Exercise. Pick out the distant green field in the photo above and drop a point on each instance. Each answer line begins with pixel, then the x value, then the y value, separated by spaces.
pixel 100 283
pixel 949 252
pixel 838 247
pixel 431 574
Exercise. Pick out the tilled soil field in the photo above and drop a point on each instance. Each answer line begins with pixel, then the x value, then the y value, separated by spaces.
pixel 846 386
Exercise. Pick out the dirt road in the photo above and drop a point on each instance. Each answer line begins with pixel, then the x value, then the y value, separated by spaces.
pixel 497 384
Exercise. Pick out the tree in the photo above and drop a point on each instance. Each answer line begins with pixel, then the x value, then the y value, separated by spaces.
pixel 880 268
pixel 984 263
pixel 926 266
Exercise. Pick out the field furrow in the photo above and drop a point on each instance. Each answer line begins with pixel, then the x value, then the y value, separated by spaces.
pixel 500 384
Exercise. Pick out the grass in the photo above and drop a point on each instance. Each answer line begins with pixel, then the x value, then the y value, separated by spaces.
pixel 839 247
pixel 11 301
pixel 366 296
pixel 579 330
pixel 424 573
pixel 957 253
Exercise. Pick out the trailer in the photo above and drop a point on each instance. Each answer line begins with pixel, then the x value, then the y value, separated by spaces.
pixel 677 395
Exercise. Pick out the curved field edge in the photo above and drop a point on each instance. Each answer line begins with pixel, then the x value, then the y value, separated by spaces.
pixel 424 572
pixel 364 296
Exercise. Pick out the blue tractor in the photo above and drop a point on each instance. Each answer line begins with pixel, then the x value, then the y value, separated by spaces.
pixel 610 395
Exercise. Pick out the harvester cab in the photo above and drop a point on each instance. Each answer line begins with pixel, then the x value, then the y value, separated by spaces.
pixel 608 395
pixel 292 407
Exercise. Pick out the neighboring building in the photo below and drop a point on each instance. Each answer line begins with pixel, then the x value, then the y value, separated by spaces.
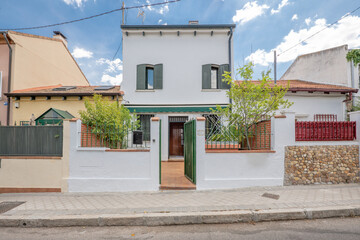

Short exercise: Write out the listing again word for word, from its first line up to and including the line with "pixel 926 266".

The reply:
Exercise. Pick out the distant green field in the photo above and drop a point on each instance. Each answer line begins with pixel, then the x value, then the y value, separated by spaces.
pixel 100 283
pixel 949 252
pixel 838 247
pixel 431 574
Exercise. Pick out the tilled soil field in the photo above and drop a point on each instance. Each answer line begins with pixel, then the x value, then the y value, separated by spaces.
pixel 846 386
Exercise. Pick out the dirt road in the photo above and drop a point on each instance. Each answer line begins with pixel, then the x value, then the y value, separated by spaces.
pixel 497 384
Exercise. Pick out the tree in the photo above and drop a point on each instance. Each answer line begins with pixel, then the x value, then the y value, separated by spaces.
pixel 880 268
pixel 984 263
pixel 926 266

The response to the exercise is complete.